• **Problems to work on**:
- A) Could you write out the article excerpt on offshore partnerships in full, word for word?
- B) Which lines in the entries contain the string "shingle"? Report each one by copying it out in full.

• **Passage provided**:
Going Offshore Without Going Off the Deep End

It seems like everyone's doing offshore, but not everyone is doing it right

by Rajan Chandras

Continued from Page 1

Preparing For The Journey

As you develop your offshore strategy, there are measures needed at your end to make the partnership successful. The following steps will help you successfully build up (and build upon) offshore partnerships.

Appoint an offshore advisor. Appoint a key internal resource in your organization to be the point-person for spearheading the offshore initiative. The offshore advisor (OA) isn't required to sell the initiative, and won't bear project responsibility or accountability. This role will rest within the project — for example, with the project management or steering committee. The job of the OA is to understand the offshore paradigm; present its value to the business; select vendors; set up policies, procedures, and guidelines for offshore projects; and manage the vendor relationships. In many ways, this position is akin to a purchasing manager, and essential attributes required of the OA will include a good working relationship with the business, good understanding of the software development life cycle, good negotiation skills, willingness to travel, and, last but not least, a high degree of cultural sensitivity.

Encourage, don't enforce. Present both the value and challenges of offshore development to your business managers — and then let them decide. Enforcing a policy of across-the-board offshore development is likely to create side effects detrimental to overall business objectives — side effects such as a reduced degree of ownership in projects and a decreased overall return on investment from offshore projects.

Include your own IT people. Ensure that your own IT department and your strategic enterprise consultants actively participate in the partnership. Bypassing your own employees makes it an "us vs. them" situation and is likely to alienate the very employees that have been the foundation of your success this far.

• **Exercise materials**:

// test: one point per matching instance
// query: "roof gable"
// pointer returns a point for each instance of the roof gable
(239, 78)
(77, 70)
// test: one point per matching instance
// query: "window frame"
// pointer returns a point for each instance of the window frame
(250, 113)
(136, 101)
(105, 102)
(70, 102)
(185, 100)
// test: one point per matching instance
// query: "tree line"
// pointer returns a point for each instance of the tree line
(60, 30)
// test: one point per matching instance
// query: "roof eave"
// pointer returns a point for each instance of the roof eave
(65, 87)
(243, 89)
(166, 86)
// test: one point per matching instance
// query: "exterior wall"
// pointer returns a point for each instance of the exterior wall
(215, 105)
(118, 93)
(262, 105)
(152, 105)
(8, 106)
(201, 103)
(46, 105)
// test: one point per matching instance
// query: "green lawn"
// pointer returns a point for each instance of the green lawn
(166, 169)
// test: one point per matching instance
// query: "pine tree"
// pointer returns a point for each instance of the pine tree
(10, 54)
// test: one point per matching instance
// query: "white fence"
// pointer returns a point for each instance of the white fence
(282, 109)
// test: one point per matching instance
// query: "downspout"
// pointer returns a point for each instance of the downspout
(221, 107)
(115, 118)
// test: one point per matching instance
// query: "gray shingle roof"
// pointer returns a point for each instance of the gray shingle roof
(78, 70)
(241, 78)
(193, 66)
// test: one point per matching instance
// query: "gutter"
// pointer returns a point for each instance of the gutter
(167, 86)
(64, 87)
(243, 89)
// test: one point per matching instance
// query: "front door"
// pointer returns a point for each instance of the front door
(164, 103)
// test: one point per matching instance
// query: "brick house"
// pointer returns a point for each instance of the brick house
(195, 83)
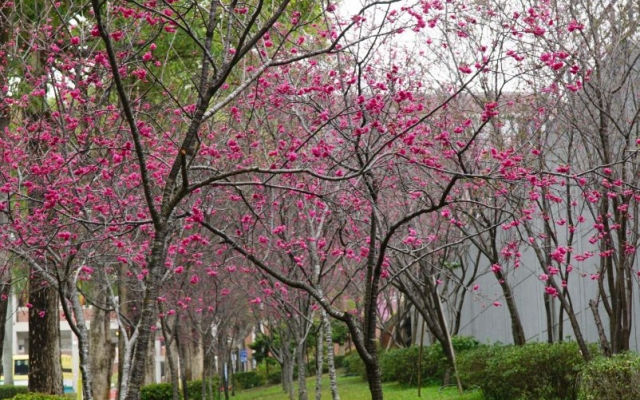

• **Solution set**:
- A)
Going Offshore Without Going Off the Deep End

It seems like everyone's doing offshore, but not everyone is doing it right

by Rajan Chandras

Continued from Page 1

Preparing For The Journey

As you develop your offshore strategy, there are measures needed at your end to make the partnership successful. The following steps will help you successfully build up (and build upon) offshore partnerships.

Appoint an offshore advisor. Appoint a key internal resource in your organization to be the point-person for spearheading the offshore initiative. The offshore advisor (OA) isn't required to sell the initiative, and won't bear project responsibility or accountability. This role will rest within the project — for example, with the project management or steering committee. The job of the OA is to understand the offshore paradigm; present its value to the business; select vendors; set up policies, procedures, and guidelines for offshore projects; and manage the vendor relationships. In many ways, this position is akin to a purchasing manager, and essential attributes required of the OA will include a good working relationship with the business, good understanding of the software development life cycle, good negotiation skills, willingness to travel, and, last but not least, a high degree of cultural sensitivity.

Encourage, don't enforce. Present both the value and challenges of offshore development to your business managers — and then let them decide. Enforcing a policy of across-the-board offshore development is likely to create side effects detrimental to overall business objectives — side effects such as a reduced degree of ownership in projects and a decreased overall return on investment from offshore projects.

Include your own IT people. Ensure that your own IT department and your strategic enterprise consultants actively participate in the partnership. Bypassing your own employees makes it an "us vs. them" situation and is likely to alienate the very employees that have been the foundation of your success this far.

- B)
// query: "gray shingle roof"
// pointer returns a point for each instance of the gray shingle roof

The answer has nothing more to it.